## DATA FOR THIS TASK
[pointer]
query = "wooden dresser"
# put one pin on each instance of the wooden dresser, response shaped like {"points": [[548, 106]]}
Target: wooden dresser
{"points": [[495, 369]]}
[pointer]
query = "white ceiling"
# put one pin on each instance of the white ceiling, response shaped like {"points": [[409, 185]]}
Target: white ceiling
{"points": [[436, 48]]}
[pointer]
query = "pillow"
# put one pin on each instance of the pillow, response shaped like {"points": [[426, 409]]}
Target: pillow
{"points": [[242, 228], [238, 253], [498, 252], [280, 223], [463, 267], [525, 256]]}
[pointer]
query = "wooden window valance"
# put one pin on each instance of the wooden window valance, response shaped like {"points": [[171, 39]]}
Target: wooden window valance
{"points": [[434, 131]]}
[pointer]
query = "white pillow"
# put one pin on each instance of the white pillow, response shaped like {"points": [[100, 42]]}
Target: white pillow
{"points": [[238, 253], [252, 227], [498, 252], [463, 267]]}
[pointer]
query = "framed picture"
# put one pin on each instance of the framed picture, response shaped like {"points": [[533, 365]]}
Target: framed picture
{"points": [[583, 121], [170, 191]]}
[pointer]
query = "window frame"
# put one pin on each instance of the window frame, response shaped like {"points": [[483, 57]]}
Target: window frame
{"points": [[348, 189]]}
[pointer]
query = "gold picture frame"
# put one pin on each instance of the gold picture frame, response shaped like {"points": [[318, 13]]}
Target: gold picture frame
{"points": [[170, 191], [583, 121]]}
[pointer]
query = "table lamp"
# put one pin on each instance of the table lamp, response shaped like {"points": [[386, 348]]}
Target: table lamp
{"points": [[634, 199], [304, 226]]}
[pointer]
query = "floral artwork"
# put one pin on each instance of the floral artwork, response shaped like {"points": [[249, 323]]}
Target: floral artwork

## REQUIRED WORK
Reproduce each entry above exactly, keeping every word.

## SOLUTION FOR THIS EXERCISE
[pointer]
query = "wooden dresser"
# put one pin on each instance of the wooden dresser, response shaped like {"points": [[548, 106]]}
Target: wooden dresser
{"points": [[495, 369]]}
[pointer]
query = "white ceiling"
# put one pin on each instance of the white ceiling, response shaped like {"points": [[409, 185]]}
Target: white ceiling
{"points": [[436, 48]]}
[pointer]
query = "pillow"
# put one pin on each instance of the pillow, response shaped like {"points": [[426, 409]]}
Target: pillow
{"points": [[242, 228], [238, 253], [498, 252], [280, 223], [463, 267], [525, 256]]}
[pointer]
query = "wooden window valance"
# put one pin on each instance of the wooden window valance, response shaped like {"points": [[171, 39]]}
Target: wooden window valance
{"points": [[434, 131]]}
[pointer]
query = "white pillow"
# put one pin on each instance of the white pillow, response shaped like {"points": [[100, 42]]}
Target: white pillow
{"points": [[238, 253], [252, 227], [498, 252], [463, 267]]}
[pointer]
query = "framed picture"
# put one pin on each instance of the framed picture, response shaped like {"points": [[533, 365]]}
Target: framed picture
{"points": [[583, 121], [170, 191]]}
[pointer]
query = "window frame"
# put one pin on each instance of the window frame, response shaped like {"points": [[483, 57]]}
Target: window frame
{"points": [[348, 189]]}
[pointer]
query = "gold picture frame"
# put one pin on each instance of the gold picture frame, response shaped like {"points": [[318, 13]]}
Target: gold picture frame
{"points": [[170, 191], [583, 121]]}
[pointer]
query = "table lamp"
# put one pin on each instance of the table lamp, response shaped like {"points": [[386, 348]]}
Target: table lamp
{"points": [[634, 199], [304, 226]]}
[pointer]
query = "floral artwork"
# put one pin on each instance of the floral artwork, response shaped like {"points": [[249, 323]]}
Target: floral artwork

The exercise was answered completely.